• _EXERCISE INSTRUCTIONS_
Rewrite every line below, keeping all of them, and shift each point by adding 79 to both its x and y coordinates.

>> START

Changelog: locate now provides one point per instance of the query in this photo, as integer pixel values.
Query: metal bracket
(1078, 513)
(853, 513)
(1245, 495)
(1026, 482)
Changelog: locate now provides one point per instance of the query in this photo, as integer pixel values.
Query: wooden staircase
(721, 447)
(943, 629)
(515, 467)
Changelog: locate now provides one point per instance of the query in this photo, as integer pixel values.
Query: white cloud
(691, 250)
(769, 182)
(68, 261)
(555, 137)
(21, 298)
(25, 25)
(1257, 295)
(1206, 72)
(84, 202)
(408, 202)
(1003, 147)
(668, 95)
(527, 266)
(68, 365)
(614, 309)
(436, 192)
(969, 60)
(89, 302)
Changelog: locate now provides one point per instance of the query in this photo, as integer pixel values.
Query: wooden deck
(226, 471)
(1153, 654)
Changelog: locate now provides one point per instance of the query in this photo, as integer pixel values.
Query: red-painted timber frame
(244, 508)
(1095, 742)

>> END

• _THE RESPONSE_
Changelog: locate now provides one point per instance of the query in this photo, as integer pixel values.
Query: metal bracket
(1157, 592)
(932, 592)
(1324, 574)
(1105, 561)
Changelog: locate now provides one point per instance of the query in this photo, as integer pixel values.
Query: wooden staircase
(800, 526)
(1022, 708)
(594, 546)
Changelog: locate now provides one point per instance of the query in this photo, as integer pixel values.
Query: white cloud
(770, 329)
(848, 261)
(147, 340)
(634, 216)
(100, 377)
(104, 104)
(1336, 374)
(1285, 151)
(163, 281)
(487, 281)
(1082, 226)
(747, 174)
(606, 345)
(147, 444)
(693, 388)
(515, 271)
(1048, 139)
(168, 381)
Changelog: locate now provides one point per instance of the query in this photo, as integer pixel values.
Query: wooden deck
(305, 550)
(1232, 733)
Changelog: locate now provides one point per instance of the query in this photo, as integer pixel values.
Query: red-painted timber frame
(323, 587)
(1174, 821)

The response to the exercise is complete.